Fragmento del documento.
□ □ □

Los Rolling Stones, Mick Jagger y mi tío Pepe

Los Rolling tocaron ayer en Spielberg. Cuando terminen de leer este artículo, mis lectores podrán contarlo como si hubieran estado allí conmigo.

17 de Septiembre.- Hace unos meses un amigo me escribió un guasap y me dijo que otro amigo común había conseguido entradas para el concierto que los Rolling Stones iban a dar en Spielberg tal que ayer. Que si me apetecía ir.

Yo, la verdad, no recuerdo qué era lo que estaba haciendo, probablemente estaría en la oficina, pero dudé poco, más que nada porque pensé que, aunque nunca he seguido a los Rolling Stones, no se podía negar que por lo menos Mick Jagger era parte de la cultura de masas del siglo XX y que, dada la edad que tiene, era muy probable que me quedaran pocas oportunidades de verle en directo. Total: que dije que sí.

-¿Por cuánto nos va a salir la broma?

Me dijeron una cifra, no barata, pero tampoco demasiado cara, así que nada, preparé el importe y ya.

Conforme el día se iba acercando y temiendo quizá que me aburriría al no conocer ninguna de las canciones que Mick Jagger iba a cantar, me propuse verme unos cuantos videos en Youtube.

Búsqueda tipo: „Rolling Stones greatests hits“.

Como de tiempo ando siempre más bien escaso (no se pueden hacer una idea mis lectores) pues al final no llegué a hacerlo.

Bueno, me dije para mí, así lo verás todo con una mirada virgen“.

De camino a Spielberg, que está en Estiria (El corazón verde de Austria, como reza su eslogan) llamé a mis padres por teléfono y nos estuvimos echando unas risas a cuenta de que mi tío Pepe y Mick Jagger son de la misma edad.

Indiscutiblemente, aunque mi tío Pepe es un señor de la tercera edad muy recio y bien conservado (anda varios kilómetros todos los días a buen paso) el hecho de intercambiarle en el escenario por Mick Jagger nos hacía morirnos de risa „¿Te imaginas..?“ (en mi familia somos así).

□ □ □

Entradas enumeradas.
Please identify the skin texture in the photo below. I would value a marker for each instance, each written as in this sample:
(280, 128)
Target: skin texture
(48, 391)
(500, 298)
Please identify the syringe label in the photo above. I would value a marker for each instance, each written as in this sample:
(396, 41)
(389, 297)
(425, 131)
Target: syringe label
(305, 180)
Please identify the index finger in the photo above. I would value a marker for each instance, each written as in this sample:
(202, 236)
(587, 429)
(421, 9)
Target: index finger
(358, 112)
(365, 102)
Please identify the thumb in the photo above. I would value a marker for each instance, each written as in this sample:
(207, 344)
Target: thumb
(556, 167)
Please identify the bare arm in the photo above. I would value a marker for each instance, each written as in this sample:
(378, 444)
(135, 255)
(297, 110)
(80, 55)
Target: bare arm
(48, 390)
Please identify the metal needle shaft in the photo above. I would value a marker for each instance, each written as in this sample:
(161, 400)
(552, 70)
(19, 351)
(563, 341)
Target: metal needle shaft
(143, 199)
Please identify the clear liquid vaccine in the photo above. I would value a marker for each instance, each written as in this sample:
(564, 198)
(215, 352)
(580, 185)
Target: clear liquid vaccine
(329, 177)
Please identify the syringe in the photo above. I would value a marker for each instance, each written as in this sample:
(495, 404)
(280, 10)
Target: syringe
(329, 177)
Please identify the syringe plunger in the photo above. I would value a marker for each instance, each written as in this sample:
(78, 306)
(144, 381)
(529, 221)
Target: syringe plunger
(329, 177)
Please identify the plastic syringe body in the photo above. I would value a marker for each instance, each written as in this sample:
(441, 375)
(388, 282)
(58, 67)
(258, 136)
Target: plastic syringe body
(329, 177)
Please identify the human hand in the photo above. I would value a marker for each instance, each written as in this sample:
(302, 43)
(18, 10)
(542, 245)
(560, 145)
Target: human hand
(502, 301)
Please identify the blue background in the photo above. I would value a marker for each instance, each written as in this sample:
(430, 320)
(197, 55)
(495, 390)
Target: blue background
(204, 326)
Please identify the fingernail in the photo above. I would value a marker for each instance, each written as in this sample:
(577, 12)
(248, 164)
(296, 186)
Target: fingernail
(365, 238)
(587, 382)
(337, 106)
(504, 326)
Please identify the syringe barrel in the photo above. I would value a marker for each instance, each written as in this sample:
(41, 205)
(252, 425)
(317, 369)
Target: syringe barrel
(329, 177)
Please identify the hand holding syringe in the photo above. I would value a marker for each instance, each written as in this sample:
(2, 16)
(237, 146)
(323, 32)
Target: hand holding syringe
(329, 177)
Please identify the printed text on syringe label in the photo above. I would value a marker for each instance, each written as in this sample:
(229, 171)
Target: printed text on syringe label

□ □ □

Consignas.
1 - Reproduce sin cambios el pasaje del artículo sobre los Rolling Stones que va desde "Yo, la verdad, no" hasta "llegué a hacerlo.", ambos incluidos.
2 - Según el artículo sobre los Rolling Stones, ¿en qué región de Austria se encuentra Spielberg?

Respuestas por consigna.
1 -
Yo, la verdad, no recuerdo qué era lo que estaba haciendo, probablemente estaría en la oficina, pero dudé poco, más que nada porque pensé que, aunque nunca he seguido a los Rolling Stones, no se podía negar que por lo menos Mick Jagger era parte de la cultura de masas del siglo XX y que, dada la edad que tiene, era muy probable que me quedaran pocas oportunidades de verle en directo. Total: que dije que sí.

-¿Por cuánto nos va a salir la broma?

Me dijeron una cifra, no barata, pero tampoco demasiado cara, así que nada, preparé el importe y ya.

Conforme el día se iba acercando y temiendo quizá que me aburriría al no conocer ninguna de las canciones que Mick Jagger iba a cantar, me propuse verme unos cuantos videos en Youtube.

Búsqueda tipo: „Rolling Stones greatests hits“.

Como de tiempo ando siempre más bien escaso (no se pueden hacer una idea mis lectores) pues al final no llegué a hacerlo.

2 - En Estiria.